TASKS:
1/ Select every line in the rows that contains the word "black" and copy it. Only matches with the same case count.
2/ Please pick up the passage on software security flaws and continue it after its last sentence.

PROVIDED TEXT:
It would have been nice if the troublesome feature halted interpretation at the end of the function definition, but even provisioning functions from environment variables was something that network service developers could not have anticipated. Indeed, they probably didn't anticipate the use of Bash at all — they were merely passing data to a child process in a generic fashion, and the use of Bash was often simply a result of how the system administrator or the distribution maintainer connected the pieces. Thus, Shellshock falls into an elusive category of emergent vulnerabilities that can arise in complex systems.

This class of vulnerability is particularly disturbing since most software is built around the idea of reusable modules of code, many of which may be supplied by external vendors, and connected in a vast number of combinations. We need engineering methods for dealing with this complexity, but I'm not sure exactly what these would be. Perhaps interface definitions between software components could make formal guarantees about how the passed data will be used.

Apple's “goto fail” bug and code correctness

Apple's goto fail bug, revealed in February 2014, prevented signature verification from happening properly in TLS handshakes, thus allowing man-in-the-middle attacks. The cause of the bug was a minor typo in the source code which led to unintended behavior. The program was incorrect — its behavior did not match its specification. Incorrect code can be produced by even the very best programmers, since these programmers are human beings and will occasionally make human mistakes.

Mike Bland believes that the “goto fail” bug could have been avoided by promoting a unit test culture, and Adam Langley suggests code reviews. These are both great ideas, especially for such critical code. However, I wonder if there are ways we can avoid creating these errors to begin with, instead of hoping to catch them later in a mop-up phase. Would use of functional languages like Haskell help us better express our intentions? Could formal methods and formal specifications be useful for catching such implementation errors?

POODLE and the trouble with cryptographic protocols and implementations

The POODLE attack revealed in September 2014 allows attackers to target secure connections protected with correct SSL 3.0 implementations, or TLS implementations with certain coding errors. (Although SSL 3.0 is 18 years old and seldom used in normal operation, this is still quite concerning as an attacker can use a forced downgrade attack to cause an SSL 3.0 session to be negotiated.) This reminds us that bugs can exist in protocols themselves, and cryptography can be enormously difficult to implement correctly. It's not good enough for cryptography implementations to properly encode and decode — to be secure, they must be mindful to a long list of small details involving parsing, padding, execution time (to avoid timing side channels), proper use of random number generators, and many more.

The best bits of advice I've heard about implementing cryptography are:

  • Practice extreme humility — overconfidence is the enemy of security. Know that no matter how good you are, your fresh cryptographic code is likely to have subtle problems.

MATERIAL SHOWN:

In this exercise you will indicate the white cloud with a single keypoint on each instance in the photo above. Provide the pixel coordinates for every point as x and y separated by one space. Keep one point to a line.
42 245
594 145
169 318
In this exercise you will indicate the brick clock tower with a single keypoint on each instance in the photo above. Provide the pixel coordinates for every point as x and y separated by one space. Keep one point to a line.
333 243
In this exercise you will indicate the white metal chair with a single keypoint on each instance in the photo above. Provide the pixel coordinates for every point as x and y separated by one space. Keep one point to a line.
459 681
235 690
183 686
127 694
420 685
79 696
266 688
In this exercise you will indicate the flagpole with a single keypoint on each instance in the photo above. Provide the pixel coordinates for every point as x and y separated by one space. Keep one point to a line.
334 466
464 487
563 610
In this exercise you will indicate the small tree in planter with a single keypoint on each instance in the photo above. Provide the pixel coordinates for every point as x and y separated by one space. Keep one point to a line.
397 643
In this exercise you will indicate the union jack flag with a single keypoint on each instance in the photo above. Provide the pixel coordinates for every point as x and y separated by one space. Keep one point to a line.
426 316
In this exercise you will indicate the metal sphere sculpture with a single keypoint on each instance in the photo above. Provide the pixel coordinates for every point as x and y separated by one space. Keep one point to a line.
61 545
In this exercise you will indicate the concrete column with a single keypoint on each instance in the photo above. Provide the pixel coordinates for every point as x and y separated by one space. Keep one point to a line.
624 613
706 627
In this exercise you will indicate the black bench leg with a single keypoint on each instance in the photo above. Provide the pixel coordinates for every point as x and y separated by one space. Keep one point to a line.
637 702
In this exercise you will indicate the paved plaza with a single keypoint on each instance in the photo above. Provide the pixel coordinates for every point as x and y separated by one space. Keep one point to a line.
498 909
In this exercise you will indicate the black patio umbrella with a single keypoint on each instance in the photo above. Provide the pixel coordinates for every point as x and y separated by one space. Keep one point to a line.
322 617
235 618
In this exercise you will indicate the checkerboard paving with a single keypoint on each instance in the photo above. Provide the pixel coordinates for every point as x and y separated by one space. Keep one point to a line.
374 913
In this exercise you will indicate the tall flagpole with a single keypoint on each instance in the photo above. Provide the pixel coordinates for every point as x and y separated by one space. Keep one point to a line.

ANSWERS TO THE EXERCISE:
1/
In this exercise you will indicate the black bench leg with a single keypoint on each instance in the photo above. Provide the pixel coordinates for every point as x and y separated by one space. Keep one point to a line.
In this exercise you will indicate the black patio umbrella with a single keypoint on each instance in the photo above. Provide the pixel coordinates for every point as x and y separated by one space. Keep one point to a line.

2/
  • Reuse existing cryptographic code modules whenever possible, preferably modules that have been audited, rigorously tested, and battle-hardened through their production use. As full of holes as OpenSSL is thought to be, it is probably more secure than whatever you would write to replace it. Better yet, consider opinionated toolkits such as the Sodium crypto library.
  • Seek expert assistance from professional cryptographers and security experts, when possible. There are people out there who have made it their life's work to study cryptography and its practical use, although they are probably not cheap.
  • Commission third-party security audits. When we programmers look at the same body of code for weeks at a time, we often lose the ability to view it critically. Fresh eyes can be invaluable.

The best engineering improvement I can think of is the use of domain-specific languages to specify protocols and algorithms, as this may help avoid the pitfalls of implementing cryptography in general purpose languages. I'm encouraged by projects such as Nick Mathewson's Trunnel, a binary parser generator for protocols.

Economics of secure software

“It's a valid business decision to accept the risk [of a security breach]... I will not invest $10 million to avoid a possible $1 million loss.”
— Jason Spaltro, senior vice president of information security, Sony Pictures, in a 2007 interview with CIO.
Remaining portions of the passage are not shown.